:: ФРАГМЕНТ ТЕКСТА ::

##########

Александр Чанцев — литературовед-японист, критик, эссеист-культуролог. Родился в 1978 году в Москве. Окончил Институт стран Азии и Африки МГУ. Кандидат филологических наук, специалист по эстетике Юкио Мисимы. Печатался в журналах «Новое литературное обозрение», «Новый мир», «Октябрь», «Вопросы литературы», «Неприкосновенный запас». Лауреат Международного литературного Волошинского конкурса в номинации «критика» (2008) и премии журнала «Новый мир» за литературно-критические публикации 2007 — 2011 годов.
Александр Чанцев
*
ШАТОБРИАН — МОГИЛА, РАЗВЕРСТАЯ В БУДУЩЕЕ
Споры о том, кого числить предвестниками и соратниками постмодернизма, является ли «Жизнь и мнения Тристрама Шенди, джентльмена» Лоуренса Стерна первым предпостмодернистским романом (еще и с элементами «потока сознания»), не утихают и после того, как многие из споривших потоптались в очереди бросить горсть земли на могилу с пустым гробом По Мо. Но «есть могилы, которые вечно остаются разверстыми» — Франсуа Рене де Шатобриан (1768 — 1848) в своих «Замогильных записках» предвидел и подобное развитие событий.
Да, можно возразить, что в книге объемом в 2784 страниц (галлимаровская серия «Библиотека Плеяды»[1]) можно найти все. Но практически все и в любых аранжировках можно обнаружить и в отечественном, сильно сокращенном переводе[2] — всего 736 страниц, весом 945 гр. (спасибо всезнающему «Озону», манеры которого иногда напоминают рыночного торговца — состояние хорошее, обложка такая-то, доставим завтра, скидочку дадим).
Цитата для библиофильской викторины — кто это высказался про космополитизм, мультикультурность и европейский миграционный кризис?
Было сказано, что город, все обитатели которого будут равно наделены и имуществом и образованностью, явит взглядам Божества картину, превосходящую ту, какую являли города наших отцов. Нынче всеми овладело безумие: люди жаждут привести народы к единообразию и превратить род человеческий в одного-единственного человека; пусть так, но, приобретая всеобщие свойства, не утратят ли люди целую череду частных чувств? Прощай, тихий домашний очаг; прощай, прелесть жизни семейственной; среди всех этих белокожих, желтокожих, чернокожих созданий, нареченных вашими соотечественниками, вы не найдете брата, которому сможете броситься на шею. Неужто не было ничего хорошего в прежней жизни, в том маленьком клочке земли, который вы видели из обрамленного плющом окна? За горизонтом вы угадывали неведомые страны, о которых вам рассказывала перелетная птица, единственный путник, какого вы встретили по осени.

##########

:: ПРЕДСТАВЛЕННЫЕ ДАННЫЕ ::
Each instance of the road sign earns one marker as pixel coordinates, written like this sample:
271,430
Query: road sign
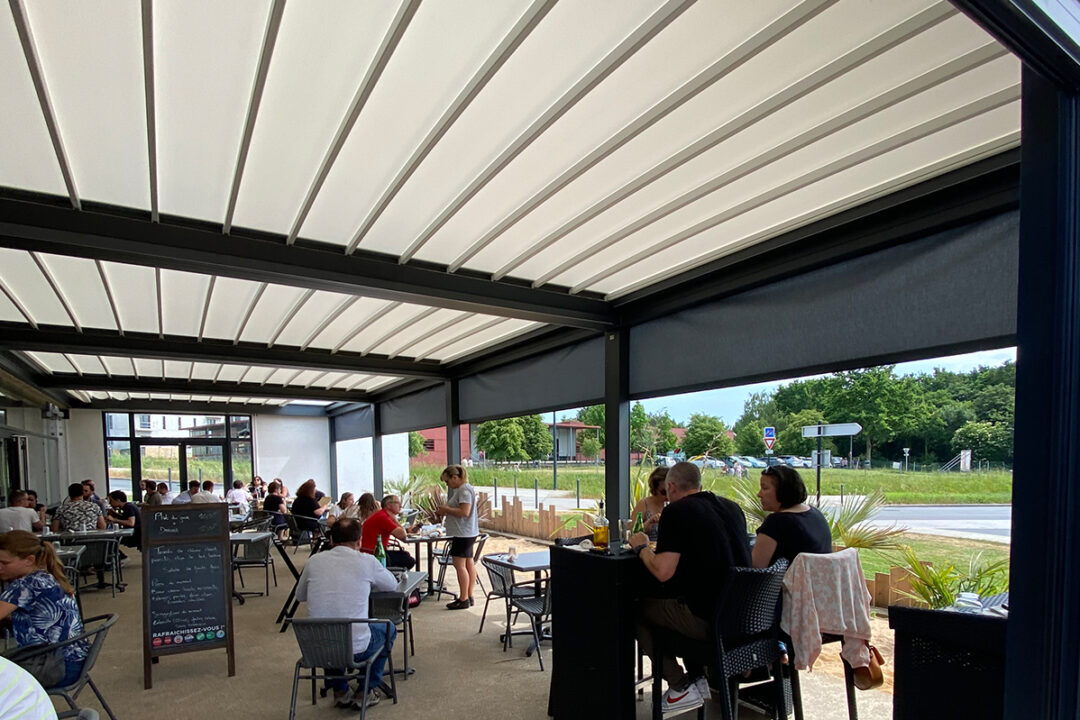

##########

:: ЗАДАЧИ ДЛЯ РЕШЕНИЯ ::
**A)** Сколько страниц, согласно фрагменту, занимает отечественный сокращенный перевод «Замогильных записок»?
**B)** Назовите все журналы, в которых, по сведениям фрагмента, печатался Александр Чанцев.
**C)** Перепишите часть фрагмента, начиная со слов «Было сказано, что» и заканчивая словами «встретили по осени.», заменив «перелетная птица» на «странствующая птица».
Данные взяты из другого источника.

:: ОТВЕТЫ К ЗАДАНИЯМ ::
**A)** 736 страниц.

**B)** «Новое литературное обозрение», «Новый мир», «Октябрь», «Вопросы литературы», «Неприкосновенный запас».

**C)**
Было сказано, что город, все обитатели которого будут равно наделены и имуществом и образованностью, явит взглядам Божества картину, превосходящую ту, какую являли города наших отцов. Нынче всеми овладело безумие: люди жаждут привести народы к единообразию и превратить род человеческий в одного-единственного человека; пусть так, но, приобретая всеобщие свойства, не утратят ли люди целую череду частных чувств? Прощай, тихий домашний очаг; прощай, прелесть жизни семейственной; среди всех этих белокожих, желтокожих, чернокожих созданий, нареченных вашими соотечественниками, вы не найдете брата, которому сможете броситься на шею. Неужто не было ничего хорошего в прежней жизни, в том маленьком клочке земли, который вы видели из обрамленного плющом окна? За горизонтом вы угадывали неведомые страны, о которых вам рассказывала странствующая птица, единственный путник, какого вы встретили по осени.